### TASK INSTRUCTIONS
• 1. From the court opinion, extract the passage starting at "According to Mr." and ending at "in this matter.".
• 2. Who are the Griffin Defendants named in the court opinion?

The opinion of the court was delivered by: J. CURTIS JOYNER
Steven Laynas, Counsel for Defendants David Griffin, Ronald Griffin and Gloria Griffin (Griffin Defendants) has moved this Court for leave to withdraw his appearance on behalf of the Griffin Defendants. This case is a declaratory judgment action by State Farm Fire and Casualty Company. It seeks a ruling that a policy it issued to the Griffin Defendants does not cover damages arising out of an incident that is the subject of a suit in state court in which David Griffin, a minor, is a defendant. Ronald and Gloria Griffin are David's parents.
According to Mr. Laynas's Motion, the Griffin Defendants have told him that they are no longer interested in defending this matter and that they will no longer pay his fees for services rendered. Mr. Laynas further represents that he has informed the Griffin Defendants that he cannot continue representing them if they will not pay his fees, and that he intended to file a motion to withdraw his appearance in this matter.
In support of his Motion, Mr. Laynas argues that in Pennsylvania, a court has discretion to permit withdrawal. C.E. Williams Co. v. Henry B. Pancoast Co., 412 Pa. 166, 194 A.2d 189 (1963). He asserts that his request is timely and that no litigant will be prejudiced by his withdrawal. Moreover, he has an interest in only representing clients he wants to represent and in terminating an attorney-client relationship when he wants. Brown v. Pennsylvania R.R. Co., 435 Pa. 84, 255 A.2d 554 (1969). Accordingly, he argues, we should grant his Motion.
In contrast, Plaintiff asserts that the Griffin Defendants do intend to further defend this action, but apparently have simply decided not to pay Mr. Laynas for his services. Plaintiff argues that this Court should not grant the Motion for several reasons. First, no substitute counsel is ready to replace Mr. Laynas. Local R. of Civ. P. 18(c). Second, many dates established in the March 29, 1995 Scheduling Order are imminent or have passed, and withdrawal of counsel will only impede compliance with the Scheduling Order, which prejudices Plaintiff.

### RECORDS PROVIDED
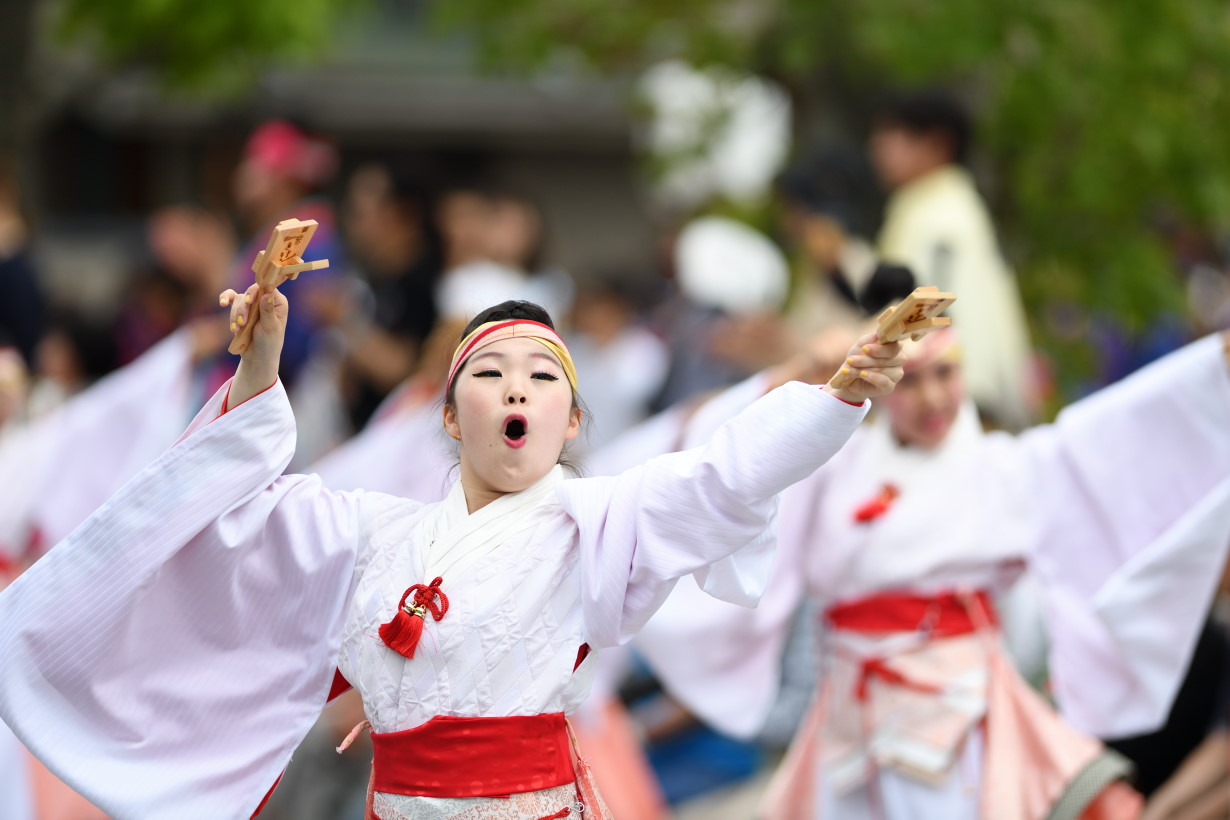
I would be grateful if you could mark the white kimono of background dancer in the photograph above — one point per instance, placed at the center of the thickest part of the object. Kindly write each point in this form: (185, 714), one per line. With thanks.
(170, 654)
(1122, 510)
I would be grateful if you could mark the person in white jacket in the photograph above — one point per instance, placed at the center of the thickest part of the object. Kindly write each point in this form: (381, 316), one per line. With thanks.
(208, 609)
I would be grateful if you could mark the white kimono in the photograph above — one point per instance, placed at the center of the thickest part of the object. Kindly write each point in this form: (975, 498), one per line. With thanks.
(1121, 509)
(171, 653)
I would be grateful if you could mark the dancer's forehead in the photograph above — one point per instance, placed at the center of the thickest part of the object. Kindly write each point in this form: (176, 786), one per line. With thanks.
(492, 332)
(507, 348)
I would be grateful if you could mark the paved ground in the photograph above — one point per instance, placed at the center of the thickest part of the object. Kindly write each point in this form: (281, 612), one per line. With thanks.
(733, 803)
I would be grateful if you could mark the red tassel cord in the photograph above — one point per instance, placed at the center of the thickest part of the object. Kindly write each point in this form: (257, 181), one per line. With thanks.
(878, 505)
(402, 633)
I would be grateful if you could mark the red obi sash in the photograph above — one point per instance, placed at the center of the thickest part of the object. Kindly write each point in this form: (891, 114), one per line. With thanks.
(474, 756)
(940, 616)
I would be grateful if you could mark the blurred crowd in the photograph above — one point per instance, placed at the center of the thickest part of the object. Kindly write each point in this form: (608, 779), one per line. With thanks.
(411, 257)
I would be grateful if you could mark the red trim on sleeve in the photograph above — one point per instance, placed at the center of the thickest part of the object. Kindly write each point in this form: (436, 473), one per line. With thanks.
(226, 398)
(843, 400)
(582, 653)
(340, 686)
(267, 796)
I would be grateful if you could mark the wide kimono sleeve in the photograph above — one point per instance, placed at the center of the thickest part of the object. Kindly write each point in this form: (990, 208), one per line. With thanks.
(1130, 491)
(685, 512)
(167, 657)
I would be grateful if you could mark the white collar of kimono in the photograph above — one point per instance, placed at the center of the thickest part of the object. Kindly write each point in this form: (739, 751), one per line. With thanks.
(453, 539)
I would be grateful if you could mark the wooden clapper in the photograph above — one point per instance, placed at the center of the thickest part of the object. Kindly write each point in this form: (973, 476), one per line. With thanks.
(281, 260)
(915, 316)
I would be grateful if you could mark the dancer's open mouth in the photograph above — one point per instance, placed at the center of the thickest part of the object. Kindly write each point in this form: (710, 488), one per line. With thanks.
(515, 430)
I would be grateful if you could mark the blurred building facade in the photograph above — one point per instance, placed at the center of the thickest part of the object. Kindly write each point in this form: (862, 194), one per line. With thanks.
(118, 148)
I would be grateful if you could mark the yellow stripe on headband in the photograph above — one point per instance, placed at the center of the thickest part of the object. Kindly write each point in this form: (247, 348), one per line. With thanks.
(492, 332)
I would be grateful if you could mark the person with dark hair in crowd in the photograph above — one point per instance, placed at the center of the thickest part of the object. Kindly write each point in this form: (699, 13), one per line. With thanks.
(384, 317)
(23, 311)
(283, 173)
(939, 225)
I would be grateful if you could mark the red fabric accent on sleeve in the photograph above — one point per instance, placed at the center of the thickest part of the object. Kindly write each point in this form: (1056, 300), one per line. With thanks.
(340, 686)
(267, 796)
(226, 398)
(850, 403)
(582, 653)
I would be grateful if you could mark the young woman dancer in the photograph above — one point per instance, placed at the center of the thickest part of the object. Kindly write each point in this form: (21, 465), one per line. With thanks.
(170, 654)
(1122, 512)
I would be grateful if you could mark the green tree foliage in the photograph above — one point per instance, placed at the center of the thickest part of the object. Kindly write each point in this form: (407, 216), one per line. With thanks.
(1095, 118)
(203, 44)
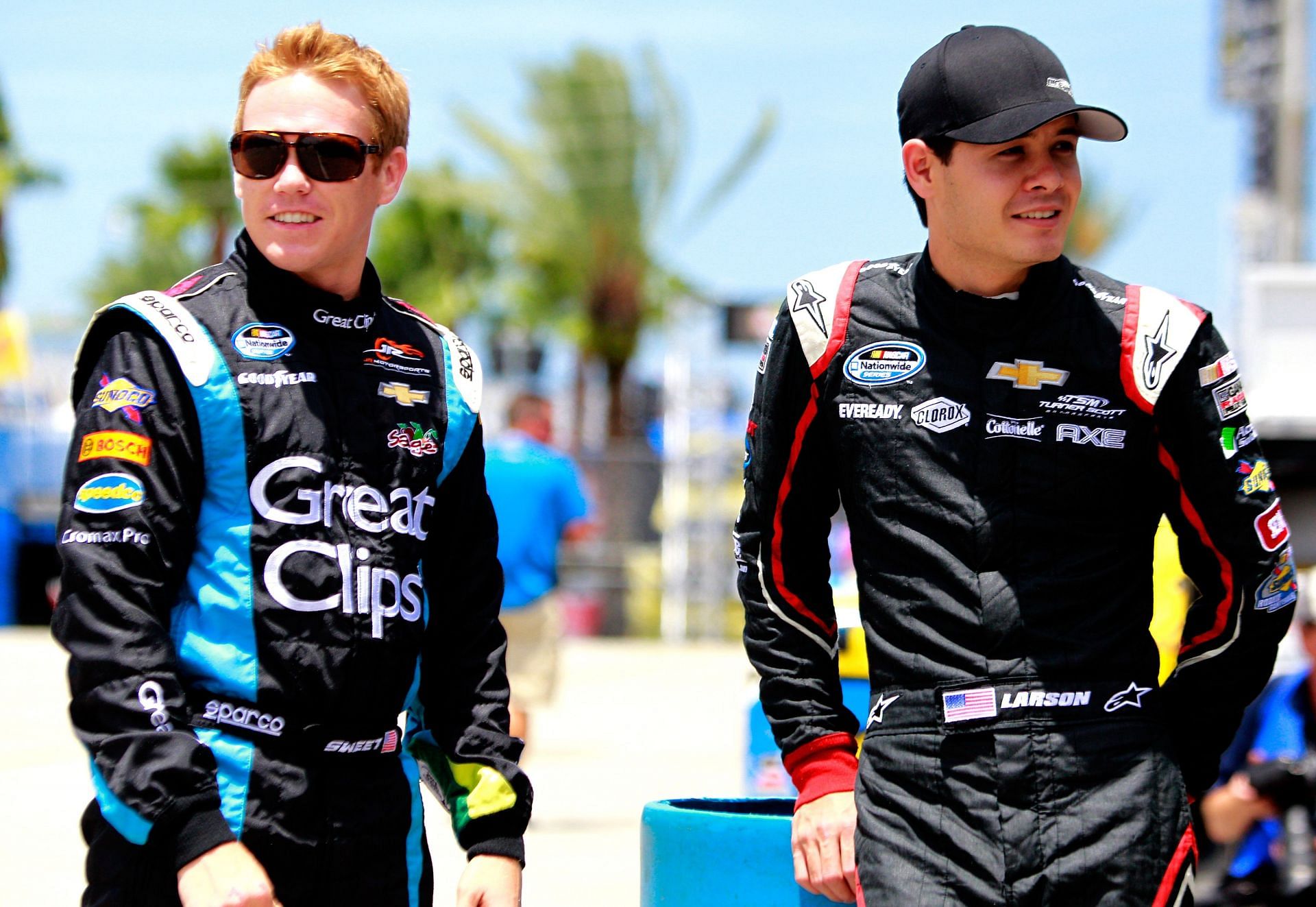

### ANSWERS GIVEN
• 1.
According to Mr. Laynas's Motion, the Griffin Defendants have told him that they are no longer interested in defending this matter and that they will no longer pay his fees for services rendered. Mr. Laynas further represents that he has informed the Griffin Defendants that he cannot continue representing them if they will not pay his fees, and that he intended to file a motion to withdraw his appearance in this matter.

• 2. David Griffin, Ronald Griffin, Gloria Griffin